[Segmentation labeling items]

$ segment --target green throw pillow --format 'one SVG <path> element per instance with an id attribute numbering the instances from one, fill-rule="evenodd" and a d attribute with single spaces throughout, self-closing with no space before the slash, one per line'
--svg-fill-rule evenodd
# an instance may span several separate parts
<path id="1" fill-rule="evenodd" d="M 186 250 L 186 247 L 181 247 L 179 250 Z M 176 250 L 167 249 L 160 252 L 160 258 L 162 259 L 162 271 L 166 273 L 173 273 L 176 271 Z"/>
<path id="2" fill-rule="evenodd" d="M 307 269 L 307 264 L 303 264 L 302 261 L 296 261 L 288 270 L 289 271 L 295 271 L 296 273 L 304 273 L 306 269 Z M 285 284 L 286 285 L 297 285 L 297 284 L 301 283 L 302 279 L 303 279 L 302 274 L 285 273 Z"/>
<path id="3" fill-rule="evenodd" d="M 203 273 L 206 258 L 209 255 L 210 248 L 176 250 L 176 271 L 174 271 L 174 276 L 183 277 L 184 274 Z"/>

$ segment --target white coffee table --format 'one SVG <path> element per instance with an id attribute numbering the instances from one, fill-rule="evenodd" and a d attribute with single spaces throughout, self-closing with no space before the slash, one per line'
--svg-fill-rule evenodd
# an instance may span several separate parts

• **JOB**
Recast every line of the records above as a numbered list, skipping any blank lines.

• **RESULT OF THIS TASK**
1. $ segment --target green throw pillow --format 'one SVG <path> element per instance with an id attribute numbering the instances from one, fill-rule="evenodd" and a d attribute with single spaces throughout, self-closing with no space before the slash, one per line'
2. --svg-fill-rule evenodd
3. # an instance may span several separate parts
4. <path id="1" fill-rule="evenodd" d="M 186 250 L 186 247 L 181 247 L 179 250 Z M 176 250 L 167 249 L 160 252 L 160 258 L 162 259 L 162 271 L 166 273 L 173 273 L 176 271 Z"/>
5. <path id="2" fill-rule="evenodd" d="M 307 269 L 307 264 L 303 264 L 302 261 L 296 261 L 288 270 L 289 271 L 295 271 L 296 273 L 304 273 L 306 269 Z M 285 284 L 286 285 L 297 285 L 297 284 L 301 283 L 302 279 L 303 279 L 302 274 L 285 273 Z"/>
6. <path id="3" fill-rule="evenodd" d="M 203 273 L 206 258 L 209 255 L 210 248 L 176 250 L 176 271 L 174 271 L 174 276 L 183 277 L 184 274 Z"/>
7. $ segment --target white coffee table --format 'one SVG <path> element per instance with an id attribute numbering the instances from one, fill-rule="evenodd" and a d attribute with single spaces throughout, self-closing with no space before the slash, one per line'
8. --svg-fill-rule evenodd
9. # an instance may span several separate parts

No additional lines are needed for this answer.